Zu lösende Aufgabe:
Wie hoch könnten laut dem Text zum Lieferkettengesetz die Geldbußen pro Vorfall werden? Bitte antworte in einem Satz.

Gegebener Text:
'''

Diese Angst der großen weltweit agierenden Unternehmen ist die eine Seite, der ungeheure bürokratische Aufwand für alle größeren mittelständischen Unternehmen die andere. Schließlich müsste für jedes Einzelteil eines Produktes in Zukunft geprüft werden, wo es herkommt, welche Rücksicht auf die Menschenrechte dort genommen wird und was der einzelne Geschäftspartner tut, um die gesellschaftlichen Verhältnisse zu ändern. Gewerkschaften und Nichtregierungsorganisationen erhielten ein Klagerecht gegen jedes einzelne Unternehmen, wie wir es von den Umweltverbänden bei Bauprojekten kennen. Die Geldbußen würden dann zwar nicht 5 Milliarden Euro betragen, aber bis zu 800.000 Euro pro Vorfall könnten es leicht werden.

Wenn man sich wünscht, dass dieses Gesetz niemals den Weg ins Bundesgesetzblatt findet, dann ist man kein Feind der Menschenrechte. Das Lieferkettengesetz ist jedoch ein typisches Beispiel einer immer populärer werdenden staatlichen Allmachtsattitüde, in der in jeder Nation jeder Einzelne zum Mitkämpfer an der Weltrettung rekrutiert wird. Daran wird der Staat sich verheben.

'''

Extrahiertes Material:
'''

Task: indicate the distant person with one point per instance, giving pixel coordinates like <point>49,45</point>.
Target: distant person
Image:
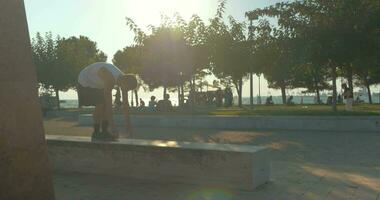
<point>152,104</point>
<point>228,97</point>
<point>117,96</point>
<point>348,96</point>
<point>219,97</point>
<point>96,82</point>
<point>340,99</point>
<point>269,100</point>
<point>142,103</point>
<point>165,105</point>
<point>290,100</point>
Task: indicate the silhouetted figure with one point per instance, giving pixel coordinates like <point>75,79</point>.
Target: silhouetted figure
<point>95,84</point>
<point>164,105</point>
<point>228,97</point>
<point>348,96</point>
<point>340,99</point>
<point>117,96</point>
<point>142,103</point>
<point>269,100</point>
<point>290,100</point>
<point>152,103</point>
<point>219,97</point>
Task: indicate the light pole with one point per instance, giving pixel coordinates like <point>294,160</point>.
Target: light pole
<point>259,89</point>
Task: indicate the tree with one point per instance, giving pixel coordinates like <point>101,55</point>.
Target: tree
<point>338,30</point>
<point>230,50</point>
<point>167,56</point>
<point>50,74</point>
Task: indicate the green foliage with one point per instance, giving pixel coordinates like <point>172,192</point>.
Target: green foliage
<point>76,53</point>
<point>59,61</point>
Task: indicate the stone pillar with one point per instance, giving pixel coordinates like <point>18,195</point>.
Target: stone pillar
<point>24,167</point>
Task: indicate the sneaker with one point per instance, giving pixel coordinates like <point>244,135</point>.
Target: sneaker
<point>105,136</point>
<point>96,136</point>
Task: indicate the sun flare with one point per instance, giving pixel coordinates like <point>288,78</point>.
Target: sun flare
<point>151,10</point>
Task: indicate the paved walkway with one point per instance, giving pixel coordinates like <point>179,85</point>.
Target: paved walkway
<point>306,165</point>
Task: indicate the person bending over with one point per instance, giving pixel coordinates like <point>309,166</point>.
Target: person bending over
<point>95,84</point>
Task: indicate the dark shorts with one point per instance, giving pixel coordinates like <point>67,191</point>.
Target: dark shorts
<point>90,96</point>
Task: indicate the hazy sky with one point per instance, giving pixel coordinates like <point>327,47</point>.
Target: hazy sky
<point>104,21</point>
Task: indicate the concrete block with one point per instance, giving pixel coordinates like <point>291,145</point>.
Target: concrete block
<point>296,123</point>
<point>214,165</point>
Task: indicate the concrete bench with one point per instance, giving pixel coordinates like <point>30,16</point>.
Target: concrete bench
<point>214,165</point>
<point>294,123</point>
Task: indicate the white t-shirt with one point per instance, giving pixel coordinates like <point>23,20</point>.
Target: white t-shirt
<point>89,77</point>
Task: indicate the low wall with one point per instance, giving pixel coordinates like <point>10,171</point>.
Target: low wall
<point>310,123</point>
<point>216,165</point>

'''

Ergebnis der Aufgabe:
Die Geldbußen könnten leicht bis zu 800.000 Euro pro Vorfall betragen.